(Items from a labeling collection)
┄┄┄┄┄┄
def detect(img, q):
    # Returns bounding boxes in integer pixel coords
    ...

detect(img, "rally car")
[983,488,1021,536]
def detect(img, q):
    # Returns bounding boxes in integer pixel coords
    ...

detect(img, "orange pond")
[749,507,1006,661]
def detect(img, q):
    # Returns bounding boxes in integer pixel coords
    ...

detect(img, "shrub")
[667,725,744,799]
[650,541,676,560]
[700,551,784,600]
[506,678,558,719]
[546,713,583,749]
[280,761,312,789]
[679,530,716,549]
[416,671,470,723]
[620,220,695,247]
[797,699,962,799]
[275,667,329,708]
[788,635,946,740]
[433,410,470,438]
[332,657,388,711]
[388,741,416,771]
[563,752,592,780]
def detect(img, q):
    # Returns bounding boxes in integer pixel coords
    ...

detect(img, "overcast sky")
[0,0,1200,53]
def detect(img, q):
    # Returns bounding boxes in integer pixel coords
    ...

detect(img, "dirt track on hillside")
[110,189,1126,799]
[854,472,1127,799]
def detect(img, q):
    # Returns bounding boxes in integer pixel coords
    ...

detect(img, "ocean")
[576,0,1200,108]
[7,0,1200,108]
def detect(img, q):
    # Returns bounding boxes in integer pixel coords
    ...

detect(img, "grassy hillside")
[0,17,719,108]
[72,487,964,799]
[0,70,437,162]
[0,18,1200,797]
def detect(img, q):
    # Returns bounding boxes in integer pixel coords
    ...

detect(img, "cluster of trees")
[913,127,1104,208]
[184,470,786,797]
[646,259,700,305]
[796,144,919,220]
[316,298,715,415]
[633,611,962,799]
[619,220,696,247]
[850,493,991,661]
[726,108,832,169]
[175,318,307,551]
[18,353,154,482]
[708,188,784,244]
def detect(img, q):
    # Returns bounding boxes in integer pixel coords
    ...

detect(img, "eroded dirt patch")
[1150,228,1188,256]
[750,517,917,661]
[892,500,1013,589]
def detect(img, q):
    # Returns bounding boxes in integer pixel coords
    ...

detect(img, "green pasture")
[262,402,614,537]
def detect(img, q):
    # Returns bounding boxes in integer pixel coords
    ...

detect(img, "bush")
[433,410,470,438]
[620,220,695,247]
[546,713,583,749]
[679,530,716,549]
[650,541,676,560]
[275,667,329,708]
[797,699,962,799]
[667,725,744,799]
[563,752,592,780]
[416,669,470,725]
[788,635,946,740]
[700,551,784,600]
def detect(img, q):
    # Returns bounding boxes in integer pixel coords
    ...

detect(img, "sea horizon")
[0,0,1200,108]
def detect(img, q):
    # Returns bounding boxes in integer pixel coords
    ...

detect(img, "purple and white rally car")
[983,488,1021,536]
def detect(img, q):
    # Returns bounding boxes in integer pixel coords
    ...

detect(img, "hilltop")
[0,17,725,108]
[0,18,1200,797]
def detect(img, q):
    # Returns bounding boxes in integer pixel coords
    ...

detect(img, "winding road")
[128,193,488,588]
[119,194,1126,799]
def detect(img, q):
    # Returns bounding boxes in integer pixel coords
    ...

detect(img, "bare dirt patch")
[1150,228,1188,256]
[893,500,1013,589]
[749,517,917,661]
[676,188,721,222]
┄┄┄┄┄┄
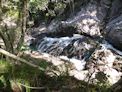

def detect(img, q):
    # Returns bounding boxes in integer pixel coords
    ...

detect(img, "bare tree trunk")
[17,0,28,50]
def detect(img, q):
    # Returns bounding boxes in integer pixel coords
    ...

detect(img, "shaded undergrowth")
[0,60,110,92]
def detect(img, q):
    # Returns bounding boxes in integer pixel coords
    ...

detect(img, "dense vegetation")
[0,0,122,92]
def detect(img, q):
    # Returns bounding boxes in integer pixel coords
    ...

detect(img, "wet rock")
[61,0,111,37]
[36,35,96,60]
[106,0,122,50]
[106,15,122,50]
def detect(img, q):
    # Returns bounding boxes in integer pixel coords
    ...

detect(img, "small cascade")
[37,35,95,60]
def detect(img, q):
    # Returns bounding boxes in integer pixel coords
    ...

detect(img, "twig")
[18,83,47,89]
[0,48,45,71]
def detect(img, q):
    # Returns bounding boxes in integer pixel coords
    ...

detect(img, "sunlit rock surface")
┄┄┄┄┄┄
Count the lines in the entries above that contain the word "bare". Give only the number.

## WRITTEN RESPONSE:
2